TASK LIST:
1. Reproduce the passage of the clean energy article word for word, starting with "The report also" and going on through "nations as well.".
2. In the clean energy article, how much annual spending on energy research, development and demonstration projects does the new report call for?
--- Start of DOCUMENT TEXT ---
SPUTNIK MOMENT: China is rapidly outdistancing the U.S. in clean energy technology development, a new "Sputnik moment," according to U.S. Secretary of Energy Steven Chu. Image: Courtesy of U.S. Department of Energy
In the 1970s, refrigerators were growing in size—and energy consumption. In one of the more successful government-supported programs for energy-efficient technology, research and development of better compressors now have provided refrigerators that are larger still—but use roughly the same amount of energy as the smaller iceboxes of the past.
Similar examples of the federal government at work range from the creation of an industry for producing natural gas from coal seams to the ongoing Advanced Research Projects Agency–Energy (ARPA-E), a small-scale funding agency with outsized ambitions. As the U.S. faces what Secretary of Energy Steven Chu calls a "Sputnik moment" on energy—falling behind China and others in the race to develop clean energy technologies worth trillions of dollars—the question is: can the U.S. compete? And how?
"America still has the opportunity to lead in a world that will need a new industrial revolution to give us the energy we want inexpensively but also carbon-free. It's a way to secure our future prosperity," Chu said at a press event at the National Press Club in Washington, D.C. on November 29. But "I think time is running out."
Creating a coordinated review
A new report from the President's Council of Advisors on Science and Technology released on November 29 looks at how best to accelerate the pace of change in energy technologies. The report's primary recommendation calls for setting up a quadrennial energy review—analogous to the quadrennial defense review from the Department of Defense that coordinates national security policy. Such a review would holistically coordinate the multiplicity of ways various elements of the government address energy: legislation, executive actions, research and development funding, demonstration projects, subsidies, incentives, standards, regulations, purchasing agreements, even tax policy.
"We've had technology du jour events quite regularly. We've had tax incentives that are stops and starts," says physicist Ernest Moniz of the Massachusetts Institute of Technology, co-chair of the report, which recommends the DOE start the energy review process with an interim report by June 2011. "We just have to get something that is more stable."
The report also calls for a major investment in energy research and development as well as demonstration projects—jumping to $16 billion per year from roughly $5 billion now. As it stands, the U.S. spends roughly 0.14 percent of the federal budget on energy-related research. Including the comparatively small amount spent by the private sector, the total amount spent on research amounts to roughly 0.03 percent of the U.S. gross domestic product—a number three times smaller than the amount spent by Japan and far behind other nations as well.
--- End of DOCUMENT TEXT ---
--- Start of COLLECTED MATERIAL ---
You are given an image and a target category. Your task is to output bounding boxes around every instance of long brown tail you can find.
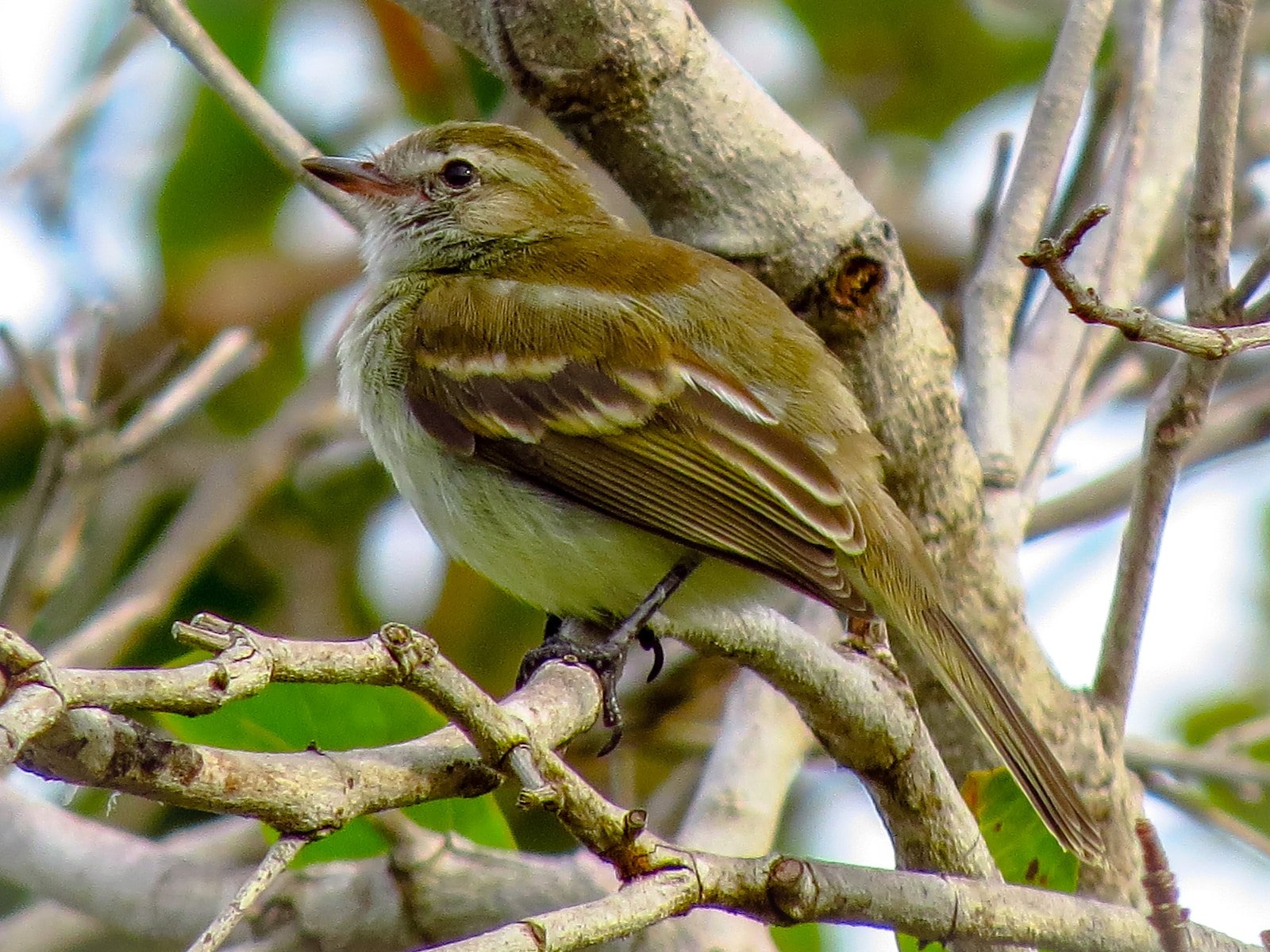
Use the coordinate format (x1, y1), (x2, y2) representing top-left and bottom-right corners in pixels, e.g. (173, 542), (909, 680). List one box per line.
(910, 607), (1103, 865)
--- End of COLLECTED MATERIAL ---
EXPECTED RESPONSES:
1.
The report also calls for a major investment in energy research and development as well as demonstration projects—jumping to $16 billion per year from roughly $5 billion now. As it stands, the U.S. spends roughly 0.14 percent of the federal budget on energy-related research. Including the comparatively small amount spent by the private sector, the total amount spent on research amounts to roughly 0.03 percent of the U.S. gross domestic product—a number three times smaller than the amount spent by Japan and far behind other nations as well.

2. $16 billion per year.